§ Your assignment
Please copy the proximity sensor article starting at the words "The takeaway: not" and ending after "damage isn't visible.", substituting "water damage" for "liquid damage".

§ Text under study
[Start of section]
Why the Proximity Sensor Matters on the iPhone 14 Pro Max
Most people never think about their proximity sensor until it stops working. On the iPhone 14 Pro Max, when it fails, it takes the whole phone down with it.
The proximity sensor sits near the top of the display, next to the front camera and flood illuminator. Its job is simple: detect when the phone is close to your face during a call so the screen turns off and doesn't register accidental touches from your cheek. It also plays a role in Face ID and ambient light readings. On most iPhones, this is a minor, almost invisible feature.
The 14 Pro Max is different. In the video above, you can see exactly what happens when the sensor is compromised, often from liquid exposure that shorts the small connector or component. The device isn't bricked in the traditional sense since the logic board is fine, but a shorted proximity sensor is enough to crash the whole system. Instead of just losing proximity detection, the entire phone becomes unusable. It freezes, then restarts into a solid purplish-pink screen, cycling in a loop that never fully boots.
iPhone 14 Pro Max behavior with a bad proximity sensor
This is a quirk specific to how Apple wired the sensor into the 14 Pro Max's display and power management system. On older models like the iPhone XR or iPhone 11, the proximity sensor is far more isolated from the rest of the hardware. If it gets damaged on those phones, you'll simply lose the auto-screen-off feature during calls. It's annoying, but the phone keeps working normally. There's no crash, no purple screen, no boot loop.
For repair technicians, this makes diagnosis on the 14 Pro Max tricky. A purple/pink screen with a boot loop can look like a display or logic board failure, when the real culprit is a tiny sensor. The fix usually involves replacing or disconnecting the shorted sensor component rather than replacing the entire screen or motherboard, which can save the customer a significant amount of money.
The takeaway: not all sensors are created equal. On the iPhone 14 Pro Max, a component most owners don't even know exists can determine whether their phone works at all. It's a reminder of just how interconnected modern smartphone hardware has become, and why liquid damage should always be taken seriously, even when the damage isn't visible.
[End of section]
§ Entries provided
[Start of section]
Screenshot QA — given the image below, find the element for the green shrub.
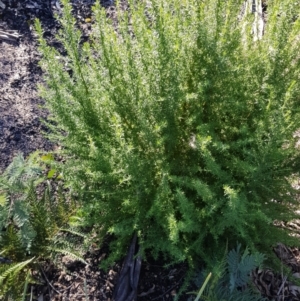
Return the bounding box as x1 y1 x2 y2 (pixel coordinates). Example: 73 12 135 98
36 0 300 264
0 153 84 301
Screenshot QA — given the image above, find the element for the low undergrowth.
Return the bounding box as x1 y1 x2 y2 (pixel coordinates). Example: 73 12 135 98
0 153 84 301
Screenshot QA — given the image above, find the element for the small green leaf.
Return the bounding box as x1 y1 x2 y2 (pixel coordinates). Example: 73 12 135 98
47 169 56 179
41 154 54 162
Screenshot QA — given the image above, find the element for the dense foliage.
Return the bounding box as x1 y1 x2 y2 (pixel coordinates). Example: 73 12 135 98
36 0 300 264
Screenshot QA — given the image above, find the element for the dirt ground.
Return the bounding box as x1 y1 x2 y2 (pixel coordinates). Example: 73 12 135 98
[End of section]
§ Output below
The takeaway: not all sensors are created equal. On the iPhone 14 Pro Max, a component most owners don't even know exists can determine whether their phone works at all. It's a reminder of just how interconnected modern smartphone hardware has become, and why water damage should always be taken seriously, even when the damage isn't visible.